Reproduce word for word the lines of the data below, starting with the line that contains "# test: identify the crusted" and going on through the end of the data.

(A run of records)
____________________

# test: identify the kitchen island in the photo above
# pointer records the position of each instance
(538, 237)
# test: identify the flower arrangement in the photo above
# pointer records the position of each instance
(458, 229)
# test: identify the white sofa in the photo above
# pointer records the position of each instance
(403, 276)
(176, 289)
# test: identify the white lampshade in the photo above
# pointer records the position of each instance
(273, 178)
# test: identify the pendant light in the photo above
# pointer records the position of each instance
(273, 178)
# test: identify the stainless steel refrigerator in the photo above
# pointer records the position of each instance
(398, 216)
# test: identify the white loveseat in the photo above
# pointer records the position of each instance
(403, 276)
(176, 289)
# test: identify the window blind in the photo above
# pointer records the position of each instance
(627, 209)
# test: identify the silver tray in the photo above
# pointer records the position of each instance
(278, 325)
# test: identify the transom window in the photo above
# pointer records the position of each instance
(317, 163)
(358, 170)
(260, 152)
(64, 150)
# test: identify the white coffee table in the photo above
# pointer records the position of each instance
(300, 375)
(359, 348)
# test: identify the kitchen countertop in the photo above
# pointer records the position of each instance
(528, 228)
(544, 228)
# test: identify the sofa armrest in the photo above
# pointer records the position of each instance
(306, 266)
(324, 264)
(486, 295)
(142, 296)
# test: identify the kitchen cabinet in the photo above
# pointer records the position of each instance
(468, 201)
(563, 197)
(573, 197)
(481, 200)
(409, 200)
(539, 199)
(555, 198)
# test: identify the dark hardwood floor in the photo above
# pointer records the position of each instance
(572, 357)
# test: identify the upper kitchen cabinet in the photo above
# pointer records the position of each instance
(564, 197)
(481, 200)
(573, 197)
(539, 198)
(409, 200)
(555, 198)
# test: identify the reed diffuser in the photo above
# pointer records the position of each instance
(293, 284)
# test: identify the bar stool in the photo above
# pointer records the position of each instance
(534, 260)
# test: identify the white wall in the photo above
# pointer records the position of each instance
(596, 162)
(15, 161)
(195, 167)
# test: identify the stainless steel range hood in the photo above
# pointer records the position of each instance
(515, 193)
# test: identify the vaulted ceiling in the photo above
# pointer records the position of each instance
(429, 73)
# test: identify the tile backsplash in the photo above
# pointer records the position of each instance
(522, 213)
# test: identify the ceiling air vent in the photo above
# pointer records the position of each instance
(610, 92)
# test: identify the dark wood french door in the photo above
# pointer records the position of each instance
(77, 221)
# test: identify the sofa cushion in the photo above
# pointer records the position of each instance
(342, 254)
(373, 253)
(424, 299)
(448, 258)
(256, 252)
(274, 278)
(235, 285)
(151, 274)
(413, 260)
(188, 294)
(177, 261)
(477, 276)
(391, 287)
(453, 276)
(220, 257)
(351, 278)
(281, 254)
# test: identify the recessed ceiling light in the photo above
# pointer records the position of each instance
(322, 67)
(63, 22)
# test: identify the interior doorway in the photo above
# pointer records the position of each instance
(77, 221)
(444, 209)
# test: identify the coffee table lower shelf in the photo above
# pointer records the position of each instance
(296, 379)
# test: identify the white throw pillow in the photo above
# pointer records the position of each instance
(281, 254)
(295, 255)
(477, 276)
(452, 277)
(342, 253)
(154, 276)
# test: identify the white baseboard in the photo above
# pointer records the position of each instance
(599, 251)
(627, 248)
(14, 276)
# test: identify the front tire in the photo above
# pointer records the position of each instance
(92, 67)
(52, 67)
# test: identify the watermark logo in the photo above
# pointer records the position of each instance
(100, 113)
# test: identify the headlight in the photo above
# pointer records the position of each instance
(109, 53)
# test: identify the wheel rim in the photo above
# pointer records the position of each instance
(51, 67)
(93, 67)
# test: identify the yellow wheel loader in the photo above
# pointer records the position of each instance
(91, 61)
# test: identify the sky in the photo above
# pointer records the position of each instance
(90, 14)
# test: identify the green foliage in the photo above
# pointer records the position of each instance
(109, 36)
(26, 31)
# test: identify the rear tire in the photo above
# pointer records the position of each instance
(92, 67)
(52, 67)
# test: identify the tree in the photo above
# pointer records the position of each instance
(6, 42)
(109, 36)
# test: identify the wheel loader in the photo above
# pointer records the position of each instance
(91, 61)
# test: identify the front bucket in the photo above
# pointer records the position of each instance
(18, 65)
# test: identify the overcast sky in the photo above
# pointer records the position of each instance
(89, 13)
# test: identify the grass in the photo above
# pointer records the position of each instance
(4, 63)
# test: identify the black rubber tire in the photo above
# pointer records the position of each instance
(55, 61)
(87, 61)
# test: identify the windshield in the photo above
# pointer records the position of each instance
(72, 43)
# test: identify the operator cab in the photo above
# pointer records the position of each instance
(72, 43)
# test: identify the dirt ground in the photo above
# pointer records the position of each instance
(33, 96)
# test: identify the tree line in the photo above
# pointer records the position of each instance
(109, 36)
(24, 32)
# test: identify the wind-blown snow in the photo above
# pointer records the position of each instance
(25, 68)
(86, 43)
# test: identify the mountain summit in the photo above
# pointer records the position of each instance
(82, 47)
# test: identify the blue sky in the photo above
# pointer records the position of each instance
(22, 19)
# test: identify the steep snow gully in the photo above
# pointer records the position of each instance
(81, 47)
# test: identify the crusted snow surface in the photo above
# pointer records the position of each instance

____________________

PROBLEM SOLUTION
# test: identify the crusted snow surface in the photo above
# pointer records the position of each instance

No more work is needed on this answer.